• [Tasks to complete]
**A)** Retype the part of the Tic-Tac-Toe article that begins at the words "This article demonstrates" and stops after "game logic implementation.".
**B)** In the Tic-Tac-Toe article, which number does the user field of a Cell hold for a white piece?
**C)** For each statement, answer yes or no based on the Tic-Tac-Toe article, and quote the words that decide it. (i) A Cell is 100 wide by default. (ii) The piece movement animation uses an ease-in curve. (iii) Cell E begins the game empty.

• [Document passage]
:::
This article demonstrates a Tic-Tac-Toe game implementation using HarmonyOS NEXT's ArkUI framework, showcasing key features like reactive UI, animation handling, and game logic implementation.
1. Core Class Design
1.1 Cell Class - Game Piece Representation
// Import prompt dialog module
import { promptAction } from '@kit.ArkUI';
// Utilize framework features like property tracking
@ObservedV2
class Cell {
// Define piece type: 0 for empty, 1 for black, 2 for white
@Trace user: number = 0;
// Piece identifier (e.g., "A", "B")
name: string = "";
// Position coordinates
x: number = 0;
y: number = 0;
// Piece dimensions
width: number = 100;
height: number = 100;
// Constructor initializes piece state
constructor(name: string, x: number, y: number, user: number) {
this.user = user;
this.name = name;
this.x = x;
this.y = y;
}
// Animation offset values
@Trace animX: number = 0;
@Trace animY: number = 0;
// Calculate center coordinates
getCenterX() {
return this.x - this.width / 2;
}
getCenterY() {
return this.y - this.height / 2;
}
// Handle piece movement animation
moveAnimation(animationTime: number, toCell: Cell, callback?: () => void) {
animateToImmediately({
duration: animationTime,
iterations: 1,
curve: Curve.Linear,
onFinish: () => {
animateToImmediately({
duration: 0,
iterations: 1,
curve: Curve.Linear,
onFinish: () => {
callback?.();
}
}, () => {
this.animX = 0;
this.animY = 0;
const temp = this.user;
this.user = toCell.user;
toCell.user = temp;
});
}
}, () => {
this.animX = toCell.x - this.x;
this.animY = toCell.y - this.y;
});
}
}
1.2 Connection Class - Piece Relationships
class Connection {
startName: string;
endName: string;
startX: number;
startY: number;
endX: number;
endY: number;
constructor(start: Cell, end: Cell) {
this.startName = start.name;
this.endName = end.name;
this.startX = start.x;
this.startY = start.y;
this.endX = end.x;
this.endY = end.y;
}
}
2. Game Implementation Logic
2.1 Main Game Component
@Entry
@Component
struct TwoSonChessGame {
@State isAnimationRunning: boolean = false;
@State cells: Cell[] = [];
@State connections: Connection[] = [];
@State currentPlayer: number = 1;
// Initialize game board
aboutToAppear(): void {
const cellA = new Cell("A", 180, 180, 2);
const cellB = new Cell("B", 540, 180, 1);
const cellC = new Cell("C", 360, 360, 0);
const cellD = new Cell("D", 180, 540, 1);
const cellE = new Cell("E", 540, 540, 2);
this.cells.push(cellA, cellB, cellC, cellD, cellE);
this.connections.push(
new Connection(cellA, cellB),
new Connection(cellA, cellC),
new Connection(cellA, cellD),
new Connection(cellB, cellC),
new Connection(cellC, cellD),
new Connection(cellC, cellE),
new Connection(cellD, cellE)
:::
• [Record excerpts]
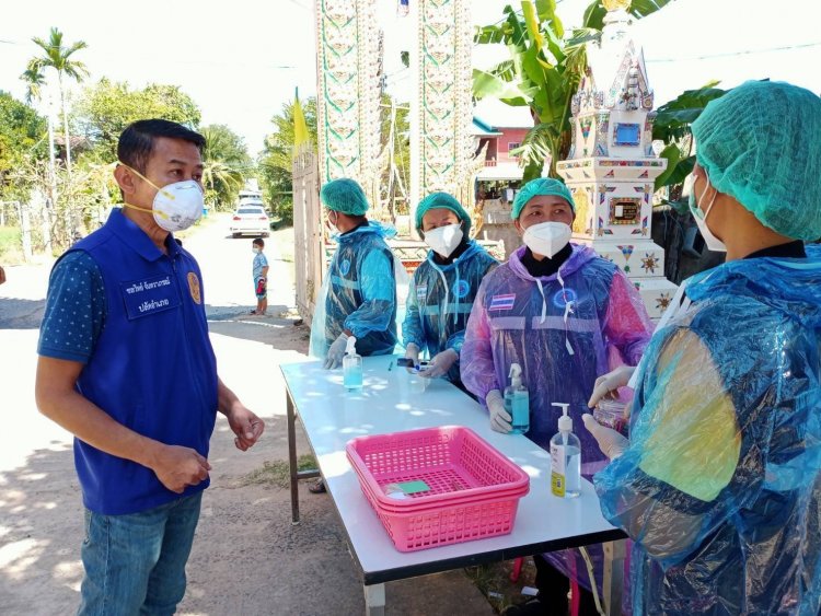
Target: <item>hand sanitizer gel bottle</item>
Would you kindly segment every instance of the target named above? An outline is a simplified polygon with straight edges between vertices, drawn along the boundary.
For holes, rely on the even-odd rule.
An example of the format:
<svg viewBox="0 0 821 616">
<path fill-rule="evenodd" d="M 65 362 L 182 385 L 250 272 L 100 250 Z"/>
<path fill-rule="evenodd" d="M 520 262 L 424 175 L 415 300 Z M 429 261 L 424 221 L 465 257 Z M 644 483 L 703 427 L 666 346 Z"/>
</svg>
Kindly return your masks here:
<svg viewBox="0 0 821 616">
<path fill-rule="evenodd" d="M 551 491 L 560 498 L 576 498 L 581 492 L 581 442 L 573 433 L 570 405 L 553 403 L 562 408 L 558 433 L 551 439 Z"/>
<path fill-rule="evenodd" d="M 357 355 L 357 339 L 348 338 L 343 358 L 343 384 L 349 392 L 362 388 L 362 357 Z"/>
<path fill-rule="evenodd" d="M 505 387 L 505 410 L 512 417 L 511 434 L 524 434 L 530 430 L 530 394 L 522 385 L 522 368 L 510 364 L 510 385 Z"/>
</svg>

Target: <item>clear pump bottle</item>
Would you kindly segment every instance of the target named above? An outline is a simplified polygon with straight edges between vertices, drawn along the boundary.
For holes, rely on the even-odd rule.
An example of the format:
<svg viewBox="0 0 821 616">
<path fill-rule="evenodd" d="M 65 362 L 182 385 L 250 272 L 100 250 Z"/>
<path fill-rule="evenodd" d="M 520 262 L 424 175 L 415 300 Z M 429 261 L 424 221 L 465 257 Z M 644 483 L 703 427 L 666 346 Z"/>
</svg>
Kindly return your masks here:
<svg viewBox="0 0 821 616">
<path fill-rule="evenodd" d="M 522 368 L 510 364 L 510 385 L 505 387 L 505 410 L 512 418 L 511 434 L 524 434 L 530 430 L 530 394 L 522 385 Z"/>
<path fill-rule="evenodd" d="M 362 357 L 356 351 L 357 339 L 350 336 L 343 357 L 343 384 L 349 392 L 362 388 Z"/>
<path fill-rule="evenodd" d="M 558 433 L 551 439 L 551 491 L 560 498 L 576 498 L 581 492 L 581 442 L 573 433 L 570 405 L 552 403 L 562 408 Z"/>
</svg>

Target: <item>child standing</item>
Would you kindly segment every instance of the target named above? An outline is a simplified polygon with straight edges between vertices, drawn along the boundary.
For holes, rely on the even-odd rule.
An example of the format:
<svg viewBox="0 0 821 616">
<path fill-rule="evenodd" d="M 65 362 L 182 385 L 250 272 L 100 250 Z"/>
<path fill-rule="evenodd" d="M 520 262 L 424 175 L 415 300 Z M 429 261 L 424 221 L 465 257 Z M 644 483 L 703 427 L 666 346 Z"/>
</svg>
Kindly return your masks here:
<svg viewBox="0 0 821 616">
<path fill-rule="evenodd" d="M 257 237 L 252 243 L 251 249 L 254 252 L 254 292 L 256 293 L 256 310 L 251 314 L 264 315 L 268 310 L 268 259 L 263 254 L 265 242 Z"/>
</svg>

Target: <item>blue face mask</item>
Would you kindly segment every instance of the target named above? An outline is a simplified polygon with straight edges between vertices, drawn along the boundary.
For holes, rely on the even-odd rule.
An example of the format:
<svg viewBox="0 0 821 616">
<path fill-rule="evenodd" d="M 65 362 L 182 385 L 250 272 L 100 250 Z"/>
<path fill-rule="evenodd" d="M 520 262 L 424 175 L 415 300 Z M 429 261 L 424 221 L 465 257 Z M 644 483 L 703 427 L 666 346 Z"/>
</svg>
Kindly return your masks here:
<svg viewBox="0 0 821 616">
<path fill-rule="evenodd" d="M 704 237 L 704 243 L 707 245 L 707 248 L 715 253 L 726 253 L 727 246 L 725 246 L 724 242 L 721 242 L 718 237 L 716 237 L 713 234 L 713 232 L 709 230 L 709 226 L 707 226 L 707 214 L 709 214 L 709 212 L 713 210 L 713 206 L 716 205 L 716 197 L 718 196 L 718 190 L 714 190 L 713 200 L 710 200 L 709 205 L 707 206 L 707 209 L 702 210 L 698 207 L 698 202 L 707 194 L 707 190 L 709 190 L 709 181 L 705 172 L 704 190 L 702 190 L 701 196 L 698 197 L 698 199 L 696 199 L 695 198 L 695 178 L 696 178 L 695 174 L 692 174 L 690 176 L 690 197 L 687 199 L 687 205 L 690 206 L 690 212 L 693 214 L 693 218 L 695 219 L 695 223 L 698 225 L 698 231 L 701 231 L 702 237 Z"/>
</svg>

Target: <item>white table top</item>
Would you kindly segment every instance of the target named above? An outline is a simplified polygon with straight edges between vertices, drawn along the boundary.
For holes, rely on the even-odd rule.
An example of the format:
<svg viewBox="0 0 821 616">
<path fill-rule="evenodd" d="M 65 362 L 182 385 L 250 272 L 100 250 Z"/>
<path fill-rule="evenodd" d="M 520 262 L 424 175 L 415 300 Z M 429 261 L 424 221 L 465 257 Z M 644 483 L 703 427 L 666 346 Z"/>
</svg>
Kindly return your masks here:
<svg viewBox="0 0 821 616">
<path fill-rule="evenodd" d="M 624 537 L 602 518 L 588 481 L 582 479 L 576 499 L 554 497 L 547 452 L 522 435 L 494 432 L 487 411 L 442 379 L 413 393 L 409 374 L 395 359 L 363 358 L 365 387 L 358 392 L 344 388 L 342 369 L 327 371 L 319 361 L 281 365 L 366 584 Z M 530 492 L 519 501 L 512 533 L 412 553 L 393 546 L 362 495 L 345 445 L 355 437 L 435 426 L 471 428 L 530 475 Z"/>
</svg>

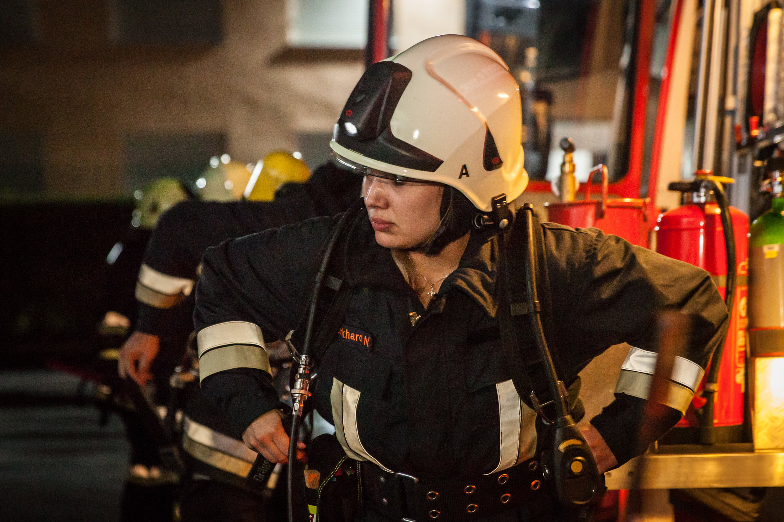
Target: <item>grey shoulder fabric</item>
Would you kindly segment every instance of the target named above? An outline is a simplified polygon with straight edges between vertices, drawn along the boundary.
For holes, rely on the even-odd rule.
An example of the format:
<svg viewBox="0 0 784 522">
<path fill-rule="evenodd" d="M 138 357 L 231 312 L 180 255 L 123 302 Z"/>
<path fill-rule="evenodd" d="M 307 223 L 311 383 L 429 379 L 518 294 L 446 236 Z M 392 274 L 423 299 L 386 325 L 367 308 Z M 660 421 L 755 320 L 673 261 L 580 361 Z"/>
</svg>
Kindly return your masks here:
<svg viewBox="0 0 784 522">
<path fill-rule="evenodd" d="M 656 312 L 676 310 L 692 318 L 691 342 L 676 361 L 665 401 L 672 415 L 666 426 L 658 427 L 659 436 L 688 406 L 710 354 L 724 339 L 729 316 L 710 274 L 702 268 L 597 229 L 543 226 L 556 341 L 569 375 L 607 347 L 633 347 L 615 388 L 618 398 L 591 420 L 620 465 L 634 456 L 629 441 L 638 434 L 655 365 Z"/>
</svg>

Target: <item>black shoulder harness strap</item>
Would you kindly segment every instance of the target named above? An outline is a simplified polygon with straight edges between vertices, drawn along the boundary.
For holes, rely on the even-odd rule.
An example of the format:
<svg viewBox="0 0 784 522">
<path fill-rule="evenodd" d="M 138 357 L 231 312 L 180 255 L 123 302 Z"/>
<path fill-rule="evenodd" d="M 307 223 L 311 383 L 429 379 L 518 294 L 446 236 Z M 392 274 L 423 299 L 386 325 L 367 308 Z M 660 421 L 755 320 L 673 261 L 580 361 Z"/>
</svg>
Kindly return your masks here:
<svg viewBox="0 0 784 522">
<path fill-rule="evenodd" d="M 525 219 L 527 212 L 519 212 L 518 219 Z M 542 226 L 535 216 L 534 220 L 534 243 L 536 246 L 536 283 L 539 301 L 535 303 L 537 311 L 540 312 L 543 326 L 547 335 L 548 344 L 553 343 L 553 310 L 550 293 L 550 279 L 545 254 L 544 236 Z M 499 300 L 499 319 L 500 322 L 501 344 L 506 364 L 511 370 L 512 380 L 521 398 L 528 402 L 528 391 L 532 390 L 535 398 L 542 405 L 550 400 L 546 373 L 543 370 L 543 362 L 535 349 L 521 350 L 521 343 L 517 332 L 524 332 L 529 326 L 525 315 L 529 309 L 526 292 L 525 272 L 523 260 L 526 259 L 528 241 L 525 237 L 526 227 L 521 222 L 517 223 L 511 230 L 499 236 L 499 271 L 497 298 Z M 507 260 L 513 262 L 507 263 Z M 339 263 L 338 265 L 340 265 Z M 334 267 L 335 265 L 332 265 Z M 342 274 L 340 274 L 342 275 Z M 336 294 L 323 315 L 321 325 L 314 340 L 313 355 L 316 361 L 320 361 L 329 347 L 332 337 L 339 329 L 343 317 L 348 309 L 354 293 L 354 286 L 345 278 L 338 279 L 328 275 L 326 286 L 336 291 Z M 508 291 L 504 291 L 505 290 Z M 297 329 L 299 329 L 300 319 Z M 554 354 L 557 358 L 557 352 Z M 556 358 L 556 367 L 560 365 Z"/>
<path fill-rule="evenodd" d="M 551 394 L 544 371 L 543 362 L 535 348 L 522 350 L 518 332 L 530 329 L 525 315 L 532 311 L 539 311 L 547 344 L 555 352 L 553 335 L 553 307 L 550 293 L 550 277 L 547 273 L 547 261 L 545 252 L 544 235 L 542 225 L 532 213 L 534 244 L 536 252 L 535 274 L 538 288 L 538 301 L 534 303 L 535 310 L 531 310 L 528 302 L 527 283 L 524 260 L 527 259 L 528 239 L 525 237 L 527 227 L 521 220 L 528 218 L 529 213 L 518 211 L 517 221 L 512 229 L 499 236 L 499 271 L 498 291 L 499 322 L 501 329 L 501 345 L 504 358 L 512 374 L 514 387 L 526 402 L 528 394 L 532 391 L 532 402 L 538 401 L 545 405 L 551 400 Z M 557 358 L 554 361 L 559 368 Z"/>
</svg>

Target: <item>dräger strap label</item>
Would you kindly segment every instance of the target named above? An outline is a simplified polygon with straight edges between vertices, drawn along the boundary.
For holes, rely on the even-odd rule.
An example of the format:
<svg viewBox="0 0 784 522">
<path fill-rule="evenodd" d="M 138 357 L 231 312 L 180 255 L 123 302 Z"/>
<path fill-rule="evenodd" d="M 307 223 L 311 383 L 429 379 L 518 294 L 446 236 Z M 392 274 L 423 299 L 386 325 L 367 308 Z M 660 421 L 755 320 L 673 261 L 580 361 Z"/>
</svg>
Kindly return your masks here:
<svg viewBox="0 0 784 522">
<path fill-rule="evenodd" d="M 373 347 L 373 338 L 358 328 L 352 328 L 343 325 L 338 330 L 338 335 L 350 343 L 361 344 L 368 350 L 372 350 Z"/>
</svg>

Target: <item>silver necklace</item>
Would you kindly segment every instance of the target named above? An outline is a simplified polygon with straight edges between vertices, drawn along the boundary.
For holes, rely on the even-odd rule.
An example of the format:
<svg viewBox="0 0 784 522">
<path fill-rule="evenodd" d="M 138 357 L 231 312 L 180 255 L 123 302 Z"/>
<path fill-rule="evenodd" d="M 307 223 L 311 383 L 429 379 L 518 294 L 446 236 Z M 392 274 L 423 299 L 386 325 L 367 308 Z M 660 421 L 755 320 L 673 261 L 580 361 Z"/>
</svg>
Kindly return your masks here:
<svg viewBox="0 0 784 522">
<path fill-rule="evenodd" d="M 454 270 L 452 270 L 452 272 L 454 272 Z M 452 272 L 449 272 L 449 274 L 451 274 L 451 273 L 452 273 Z M 430 283 L 430 282 L 428 281 L 428 279 L 427 279 L 426 277 L 425 277 L 424 275 L 422 275 L 422 274 L 419 273 L 419 275 L 422 275 L 422 279 L 423 279 L 425 280 L 425 283 L 430 285 L 430 291 L 427 293 L 428 294 L 430 294 L 430 299 L 433 299 L 433 296 L 434 296 L 436 294 L 435 290 L 434 290 L 434 287 L 436 285 L 437 285 L 439 283 L 441 283 L 441 281 L 443 281 L 444 279 L 445 279 L 449 275 L 449 274 L 447 274 L 446 275 L 445 275 L 444 277 L 441 278 L 437 281 L 434 281 L 434 283 Z"/>
</svg>

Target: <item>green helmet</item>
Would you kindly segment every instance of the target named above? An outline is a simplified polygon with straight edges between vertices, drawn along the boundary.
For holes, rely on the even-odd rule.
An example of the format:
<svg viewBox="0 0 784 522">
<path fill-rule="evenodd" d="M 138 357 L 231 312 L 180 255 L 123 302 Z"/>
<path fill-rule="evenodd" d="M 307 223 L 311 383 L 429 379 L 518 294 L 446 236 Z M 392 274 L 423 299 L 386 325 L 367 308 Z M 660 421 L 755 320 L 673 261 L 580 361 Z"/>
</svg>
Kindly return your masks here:
<svg viewBox="0 0 784 522">
<path fill-rule="evenodd" d="M 136 208 L 133 211 L 131 225 L 151 230 L 155 228 L 161 214 L 187 200 L 189 194 L 180 181 L 159 178 L 133 193 L 133 197 L 136 200 Z"/>
<path fill-rule="evenodd" d="M 250 175 L 247 165 L 231 161 L 228 154 L 216 156 L 196 180 L 194 192 L 205 201 L 236 201 L 242 198 Z"/>
</svg>

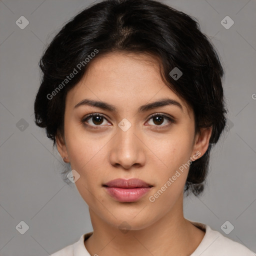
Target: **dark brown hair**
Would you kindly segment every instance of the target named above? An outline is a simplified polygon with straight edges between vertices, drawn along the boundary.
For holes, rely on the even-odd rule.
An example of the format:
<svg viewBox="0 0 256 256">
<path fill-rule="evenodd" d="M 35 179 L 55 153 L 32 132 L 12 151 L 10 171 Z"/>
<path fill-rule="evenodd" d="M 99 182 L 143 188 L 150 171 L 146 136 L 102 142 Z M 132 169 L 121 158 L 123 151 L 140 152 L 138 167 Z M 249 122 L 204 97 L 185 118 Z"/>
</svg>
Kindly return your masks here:
<svg viewBox="0 0 256 256">
<path fill-rule="evenodd" d="M 109 0 L 80 12 L 56 36 L 40 60 L 43 76 L 34 102 L 36 124 L 46 128 L 54 145 L 57 132 L 64 134 L 66 94 L 82 77 L 88 60 L 116 50 L 157 57 L 163 80 L 193 110 L 196 130 L 212 126 L 209 147 L 191 164 L 184 188 L 198 195 L 211 147 L 226 124 L 224 71 L 198 22 L 182 12 L 152 0 Z M 182 72 L 178 79 L 170 75 L 174 68 Z M 65 80 L 74 68 L 77 74 Z"/>
</svg>

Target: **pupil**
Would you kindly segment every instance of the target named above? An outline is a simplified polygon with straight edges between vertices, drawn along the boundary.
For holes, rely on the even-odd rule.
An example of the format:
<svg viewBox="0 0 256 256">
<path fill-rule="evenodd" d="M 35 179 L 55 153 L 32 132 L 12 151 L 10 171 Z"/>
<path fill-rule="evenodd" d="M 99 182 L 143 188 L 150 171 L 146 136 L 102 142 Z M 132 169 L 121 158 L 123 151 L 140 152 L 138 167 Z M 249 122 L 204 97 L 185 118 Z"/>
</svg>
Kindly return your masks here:
<svg viewBox="0 0 256 256">
<path fill-rule="evenodd" d="M 100 120 L 100 120 L 100 118 L 102 118 L 101 122 L 100 122 Z M 92 122 L 94 122 L 94 124 L 102 124 L 102 116 L 93 116 L 92 117 Z M 94 120 L 96 120 L 95 122 L 94 122 Z M 98 122 L 100 122 L 100 124 L 98 124 Z"/>
<path fill-rule="evenodd" d="M 162 120 L 164 120 L 164 118 L 162 116 L 156 116 L 154 118 L 155 118 L 155 120 L 156 120 L 156 124 L 162 124 Z"/>
</svg>

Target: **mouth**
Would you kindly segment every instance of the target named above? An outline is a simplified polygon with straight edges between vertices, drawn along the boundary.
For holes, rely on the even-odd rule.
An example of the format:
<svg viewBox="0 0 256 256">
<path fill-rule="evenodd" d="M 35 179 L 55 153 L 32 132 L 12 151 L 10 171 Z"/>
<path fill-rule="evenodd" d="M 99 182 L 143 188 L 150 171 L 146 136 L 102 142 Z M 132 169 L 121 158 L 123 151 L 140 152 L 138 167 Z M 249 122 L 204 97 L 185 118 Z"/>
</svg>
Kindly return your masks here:
<svg viewBox="0 0 256 256">
<path fill-rule="evenodd" d="M 147 194 L 154 186 L 141 180 L 113 180 L 102 185 L 112 198 L 120 202 L 134 202 Z"/>
<path fill-rule="evenodd" d="M 142 180 L 138 178 L 117 178 L 104 184 L 104 186 L 109 188 L 152 188 L 153 186 Z"/>
</svg>

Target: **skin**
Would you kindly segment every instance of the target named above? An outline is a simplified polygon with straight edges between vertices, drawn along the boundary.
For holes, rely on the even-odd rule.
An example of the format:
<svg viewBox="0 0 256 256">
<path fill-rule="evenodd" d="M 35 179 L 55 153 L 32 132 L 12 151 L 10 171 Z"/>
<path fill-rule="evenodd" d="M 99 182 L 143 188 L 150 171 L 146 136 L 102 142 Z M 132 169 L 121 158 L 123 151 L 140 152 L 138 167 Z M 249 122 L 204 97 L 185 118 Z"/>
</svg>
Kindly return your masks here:
<svg viewBox="0 0 256 256">
<path fill-rule="evenodd" d="M 182 109 L 170 105 L 137 112 L 142 105 L 166 98 Z M 116 112 L 87 105 L 74 108 L 85 98 L 107 102 Z M 91 113 L 106 119 L 91 118 L 84 126 L 82 120 Z M 150 118 L 156 114 L 174 121 L 158 123 Z M 118 126 L 124 118 L 132 125 L 126 132 Z M 56 136 L 56 146 L 80 175 L 76 185 L 88 206 L 94 228 L 84 242 L 91 255 L 185 256 L 195 250 L 205 233 L 184 217 L 188 168 L 154 202 L 148 198 L 196 152 L 200 156 L 205 153 L 212 130 L 196 134 L 192 110 L 163 82 L 156 58 L 116 52 L 91 60 L 82 79 L 68 93 L 64 131 L 63 136 Z M 115 178 L 132 178 L 154 186 L 136 202 L 119 202 L 102 187 Z M 126 234 L 118 228 L 124 221 L 130 225 Z"/>
</svg>

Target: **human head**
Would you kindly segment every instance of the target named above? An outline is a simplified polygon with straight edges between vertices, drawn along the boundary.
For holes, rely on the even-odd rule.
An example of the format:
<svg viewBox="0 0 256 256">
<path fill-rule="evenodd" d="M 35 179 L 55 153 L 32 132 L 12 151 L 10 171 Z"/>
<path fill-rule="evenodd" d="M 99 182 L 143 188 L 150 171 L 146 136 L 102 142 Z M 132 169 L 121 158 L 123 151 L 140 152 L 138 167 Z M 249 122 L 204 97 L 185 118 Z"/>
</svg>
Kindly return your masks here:
<svg viewBox="0 0 256 256">
<path fill-rule="evenodd" d="M 195 131 L 212 128 L 209 147 L 190 165 L 185 186 L 186 190 L 199 194 L 212 145 L 225 126 L 224 72 L 198 23 L 170 6 L 150 0 L 107 0 L 82 11 L 68 22 L 40 60 L 43 76 L 34 104 L 36 124 L 46 128 L 54 144 L 58 134 L 64 137 L 67 94 L 94 60 L 115 51 L 154 56 L 166 86 L 193 110 Z M 174 68 L 182 74 L 178 80 L 170 75 Z M 76 72 L 63 84 L 67 76 Z"/>
</svg>

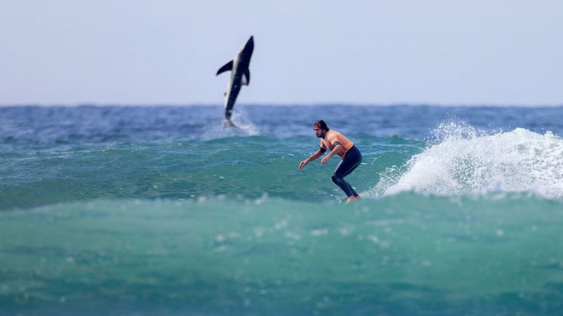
:::
• [Outputs in order]
**A)**
This article demonstrates a Tic-Tac-Toe game implementation using HarmonyOS NEXT's ArkUI framework, showcasing key features like reactive UI, animation handling, and game logic implementation.

**B)** 2

**C)**
(i) Yes: "width: number = 100;"
(ii) No: "curve: Curve.Linear,"
(iii) No: "const cellE = new Cell("E", 540, 540, 2);"